-- 課題 1 --
旅と本についての文章を読み、次の問いに答えよ。
(a) 筆者が高校生活を終えた頃に新しく始めた二つのことは何か。
(b) メコン河の船上で読んだ本は何か。
(c) 筆者が初めて海外に旅立つときに携行した本は何か。

##########

選定者私物の本

案内文01

「旅と本について思うこと」
建築家・磯田和明

選定者

『旅する力』沢木耕太郎

高校生活を終えた頃に、新しく二つのことを始めました。
ひとつは旅に出ること、もうひとつは本を読むこと。
たまたま興味を持った時期が近かったこともあり、この二つにはなんとなく似たような印象を持っています。旅は水平方向へ、本は垂直方向へと、未知のことを求めて好奇心を広げていくイメージでしょうか。

その頃から今も続けている本の読み方があります。
それは旅の途上でその地にまつわる本を読むことです。
例えば、グランドキャニオンに向かう車中で『オン・ザ・ロード』、メコン河の船上で『ラマン』、アーメダバードへの夜行列車で『インド夜想曲』、ブラジリアに向けた機上で『悲しき熱帯』といったように。

子どもの頃は本を読むことが苦手でした。それは今思うと、本の中の世界がうまく想像できなかったからかもしれません。そこで試みてみたのがこの読み方です。その本が書かれた風景のなかに身を置き、その街の光や音や匂いを感じながら本を読む。そうすることで本のなかに込められたものに気づければと思い、想像を膨らませていました。そして、その本を手掛かりにして、場所や時間を越えたところにまで想いを馳せてみる。そのように本の中の世界と外の世界を関係づけるように意識して読書を重ねていると、だんだんと本を読めるようになってきました。

本は読む環境によって印象が変わるような気がします。場所の違いに限らず、季節や天候、その日の気分によっても、同じ本の印象が変わります。そう考えると、旅で本を読むということは、二度と無いとても貴重な時間のようにも思えます。

そんな私が初めて海外に旅立つときに携行した本は『深夜特急』でした。そして、著者のその若い頃の旅を振り返って書かれた本が『旅する力』です。この本を読みながら、私は自分自身の旅を振り返ることになりました。その個人的な体験と重ねて、この本をご案内できればと思います。


旅に出る前にはあまり計画を立てないようにしています。
それは、初めて出会う瞬間を大切にしたいと思うからです。不十分で不自由な思い込みをなるべく持たずに、ただ自然にその場に立ってみる。そこで、いろいろな人やものに触れ、見て、聞いて、味わい、考える。事前にあれこれ考えずに、まずは旅に出てしまうのが良いと思っています。

そのことを、この本のなかでは「未経験という財産」と呼んでいます。
「経験していないということは、新しいことに遭遇して興奮し、感動できるということである」
旅に出ることや本を読むことは、少なからず自分を変えることになります。それはその前の自分には戻れないということも意味します。
「旅をすることは、何かを得ると同時に何かを失うことでもある」
本書の中で語られるこの認識を心に留めて、知る前の自分というものも大切にし、旅や本に向かう瞬間に少し緊張感を持ってみてもいいかもしれません。

旅では必ず思ってもみない事が起こります。
それをどう楽しむかが旅の全てであるような気もします。例えば些細な個人的体験をひとつ。

##########

-- 課題 2 --
一覧から、語「distant」を含む行をすべて集め、そのまま書き写してください。

##########

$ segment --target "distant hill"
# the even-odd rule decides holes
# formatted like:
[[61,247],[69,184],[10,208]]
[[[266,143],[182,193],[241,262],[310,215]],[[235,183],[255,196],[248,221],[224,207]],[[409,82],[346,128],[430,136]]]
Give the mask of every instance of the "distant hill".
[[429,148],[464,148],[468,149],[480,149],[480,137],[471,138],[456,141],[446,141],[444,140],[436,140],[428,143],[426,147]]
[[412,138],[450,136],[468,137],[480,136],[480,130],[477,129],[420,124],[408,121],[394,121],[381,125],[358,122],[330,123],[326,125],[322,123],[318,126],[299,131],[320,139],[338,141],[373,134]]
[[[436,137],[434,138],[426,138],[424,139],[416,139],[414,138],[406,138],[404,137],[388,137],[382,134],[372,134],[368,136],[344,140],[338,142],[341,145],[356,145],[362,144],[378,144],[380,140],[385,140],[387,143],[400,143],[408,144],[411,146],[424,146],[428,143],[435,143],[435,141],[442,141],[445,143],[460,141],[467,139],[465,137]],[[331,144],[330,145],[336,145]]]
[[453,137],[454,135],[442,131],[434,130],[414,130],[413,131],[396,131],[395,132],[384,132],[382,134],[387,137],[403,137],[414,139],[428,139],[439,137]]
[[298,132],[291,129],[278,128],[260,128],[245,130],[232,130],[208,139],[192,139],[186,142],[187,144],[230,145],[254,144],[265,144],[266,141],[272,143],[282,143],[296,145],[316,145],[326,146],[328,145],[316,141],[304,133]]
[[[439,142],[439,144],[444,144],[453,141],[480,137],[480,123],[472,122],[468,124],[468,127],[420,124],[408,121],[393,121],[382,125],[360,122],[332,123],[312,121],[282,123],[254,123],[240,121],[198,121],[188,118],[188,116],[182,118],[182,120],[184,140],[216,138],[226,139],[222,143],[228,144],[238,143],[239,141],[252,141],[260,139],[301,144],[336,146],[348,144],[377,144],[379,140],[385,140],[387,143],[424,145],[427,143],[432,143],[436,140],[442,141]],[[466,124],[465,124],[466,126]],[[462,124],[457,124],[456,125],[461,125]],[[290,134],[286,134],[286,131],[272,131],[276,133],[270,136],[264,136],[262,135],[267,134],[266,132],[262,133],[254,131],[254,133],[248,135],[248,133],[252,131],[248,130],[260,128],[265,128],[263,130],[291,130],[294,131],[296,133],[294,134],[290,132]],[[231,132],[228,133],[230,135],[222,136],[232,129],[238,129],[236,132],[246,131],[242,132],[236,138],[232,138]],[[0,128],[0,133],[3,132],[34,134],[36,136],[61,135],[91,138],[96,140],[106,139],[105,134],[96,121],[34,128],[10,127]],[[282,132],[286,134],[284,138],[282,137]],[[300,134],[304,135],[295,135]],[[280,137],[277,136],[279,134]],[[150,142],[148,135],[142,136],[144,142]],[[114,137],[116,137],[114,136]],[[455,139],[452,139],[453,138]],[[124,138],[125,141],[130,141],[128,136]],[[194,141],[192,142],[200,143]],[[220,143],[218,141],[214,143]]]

##########

-- 作業結果 1 --
(a) 旅に出ることと、本を読むこと
(b) 『ラマン』
(c) 『深夜特急』

-- 作業結果 2 --
$ segment --target "distant hill"
Give the mask of every instance of the "distant hill".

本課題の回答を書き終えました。